## Requirement
Could you reproduce the entries exactly, omitting every picture?

## Data supplied

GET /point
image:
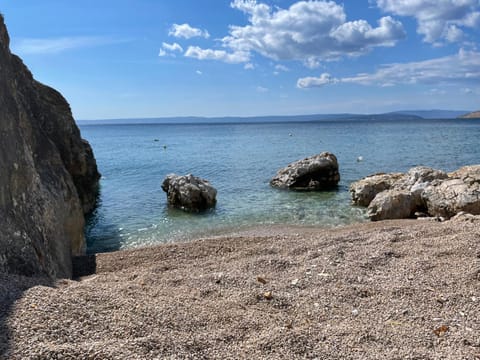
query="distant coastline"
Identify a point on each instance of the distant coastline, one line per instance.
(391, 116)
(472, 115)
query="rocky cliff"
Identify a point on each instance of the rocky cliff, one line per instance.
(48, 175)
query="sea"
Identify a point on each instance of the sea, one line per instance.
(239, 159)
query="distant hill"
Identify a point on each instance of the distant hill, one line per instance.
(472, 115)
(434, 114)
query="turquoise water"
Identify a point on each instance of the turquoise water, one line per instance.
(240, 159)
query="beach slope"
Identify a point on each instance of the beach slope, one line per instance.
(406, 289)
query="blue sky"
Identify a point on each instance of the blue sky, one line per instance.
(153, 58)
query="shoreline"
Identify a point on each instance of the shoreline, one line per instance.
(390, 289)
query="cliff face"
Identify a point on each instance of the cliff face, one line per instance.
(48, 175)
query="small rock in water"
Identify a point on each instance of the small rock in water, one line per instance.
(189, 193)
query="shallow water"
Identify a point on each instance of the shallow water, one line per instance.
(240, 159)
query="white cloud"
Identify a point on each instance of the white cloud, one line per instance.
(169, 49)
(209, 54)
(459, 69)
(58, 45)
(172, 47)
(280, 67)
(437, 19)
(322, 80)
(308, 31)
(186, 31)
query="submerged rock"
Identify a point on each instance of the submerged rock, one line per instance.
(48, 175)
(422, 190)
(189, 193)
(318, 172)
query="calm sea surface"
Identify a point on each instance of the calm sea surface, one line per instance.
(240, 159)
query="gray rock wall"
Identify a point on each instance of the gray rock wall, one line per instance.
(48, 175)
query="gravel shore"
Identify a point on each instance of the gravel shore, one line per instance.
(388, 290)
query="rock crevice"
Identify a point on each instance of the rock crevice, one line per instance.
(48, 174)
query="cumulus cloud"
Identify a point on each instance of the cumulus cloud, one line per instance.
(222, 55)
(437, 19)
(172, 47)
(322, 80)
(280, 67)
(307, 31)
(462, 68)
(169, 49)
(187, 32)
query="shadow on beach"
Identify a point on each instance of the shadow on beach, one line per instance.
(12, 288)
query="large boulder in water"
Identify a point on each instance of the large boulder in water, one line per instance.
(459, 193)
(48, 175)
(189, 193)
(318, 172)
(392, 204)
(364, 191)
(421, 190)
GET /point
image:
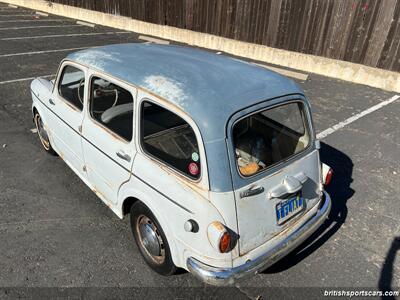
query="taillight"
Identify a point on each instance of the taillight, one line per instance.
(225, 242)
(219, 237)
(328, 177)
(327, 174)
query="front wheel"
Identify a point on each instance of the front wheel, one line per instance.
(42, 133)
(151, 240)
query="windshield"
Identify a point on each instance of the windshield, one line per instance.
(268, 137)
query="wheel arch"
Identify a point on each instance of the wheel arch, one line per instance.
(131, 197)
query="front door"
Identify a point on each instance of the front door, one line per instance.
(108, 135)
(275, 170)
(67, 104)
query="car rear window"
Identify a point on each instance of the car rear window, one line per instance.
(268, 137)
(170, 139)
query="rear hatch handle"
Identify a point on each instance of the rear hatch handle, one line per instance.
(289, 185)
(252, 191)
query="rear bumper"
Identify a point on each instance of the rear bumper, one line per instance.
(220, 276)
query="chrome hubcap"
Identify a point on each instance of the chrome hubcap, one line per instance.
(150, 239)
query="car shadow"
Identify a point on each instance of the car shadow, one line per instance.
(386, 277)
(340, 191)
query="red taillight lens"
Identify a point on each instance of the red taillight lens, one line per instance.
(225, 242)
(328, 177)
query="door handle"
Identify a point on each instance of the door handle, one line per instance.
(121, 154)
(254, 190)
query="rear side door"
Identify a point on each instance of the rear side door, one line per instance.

## Result of this task
GET /point
image:
query="distant coastline"
Identify a point on each instance of the distant coastline, one line per instance.
(391, 116)
(472, 115)
query="rocky cliff"
Identify a point on each instance of the rocky cliff, one line per instance.
(48, 175)
query="sea"
Identify a point on each instance of the sea, one line per instance.
(239, 159)
query="distant hill"
Identify a point on each instance of the distant hill, one line per instance.
(472, 115)
(434, 114)
query="turquoise water"
Identify a point on each instance of the turquoise water, one line per instance.
(240, 159)
query="beach slope"
Identify a point on each instance of the beach slope, one line per instance.
(406, 289)
query="blue sky"
Identify a point on each instance of the blue sky, one line per instance.
(153, 58)
query="shoreline"
Identify a point on each instance of the shoreline, one line per instance.
(390, 289)
query="cliff face"
Identify a point on each instance of the cliff face, one line per instance.
(48, 175)
query="small rock in water"
Identify a point on each instance of the small rock in water, one line per instance.
(189, 193)
query="shallow water"
Identify a point on each instance of the shallow water, one line per instance.
(240, 159)
query="white cloud"
Identify a point on each instance of the white cloud, one line per instance.
(169, 49)
(209, 54)
(459, 69)
(58, 45)
(172, 47)
(280, 67)
(437, 19)
(322, 80)
(308, 31)
(186, 31)
query="submerged rock"
Identify a point on each instance of the submerged rock, one line per instance.
(48, 175)
(422, 190)
(189, 193)
(318, 172)
query="calm sea surface"
Identify a point on each instance of the calm sea surface, one line per instance.
(240, 159)
query="gray rock wall"
Identify a point on each instance of the gray rock wall, one line per instance.
(48, 175)
query="gravel shore"
Identify a point on each instance of the gravel shore, one line per instance.
(388, 290)
query="rock crevice"
Identify a point on each instance of the rock crevice, one line per instance.
(48, 174)
query="cumulus cloud"
Identify a point on each instance of the cumulus cloud, one line per instance.
(222, 55)
(437, 19)
(172, 47)
(322, 80)
(280, 67)
(307, 31)
(462, 68)
(169, 49)
(187, 32)
query="shadow on beach"
Identify a point on each instance of the shadow on beach, one line per instance.
(12, 288)
query="large boulder in water"
Identify a point on each instance of the large boulder in water, one line per instance.
(459, 193)
(48, 175)
(189, 193)
(318, 172)
(392, 204)
(364, 191)
(421, 190)
GET /point
image:
query="taillight"
Identify a point on each instance of the taillight, one line per instance.
(225, 242)
(219, 237)
(328, 177)
(327, 174)
query="front wheel"
Identify a point on each instance of the front wheel, one line per instance.
(42, 133)
(151, 240)
query="windshield"
Identify a point on each instance of the windshield, one line per instance.
(268, 137)
query="wheel arch"
Identify a point on each instance of the wheel arch, one line per instance.
(131, 197)
query="front door"
Identify a point on each instance of the front door, one line per instance.
(108, 135)
(275, 170)
(67, 104)
query="car rear window"
Identify a point on each instance of the car rear window, one line per instance.
(268, 137)
(170, 139)
query="rear hatch handle"
Identify a point on each instance of the rear hatch handle, one line per instance.
(289, 185)
(252, 191)
query="rear bumper"
Identify a point on each instance of the rear bumper, one line per instance.
(220, 276)
query="chrome hubcap"
Identify a point on each instance of the chrome hubcap, one line per instance.
(150, 239)
query="car shadow"
Identify a point on each instance of the car shadow, one line per instance.
(386, 277)
(340, 191)
query="red taillight lens"
Identify a point on each instance of the red taillight lens, one line per instance.
(225, 242)
(328, 177)
query="door handle"
Identify a point on each instance of the door handle, one line per instance.
(121, 154)
(254, 190)
query="rear side door"
Identify a point on each instance of the rear side door, one line per instance.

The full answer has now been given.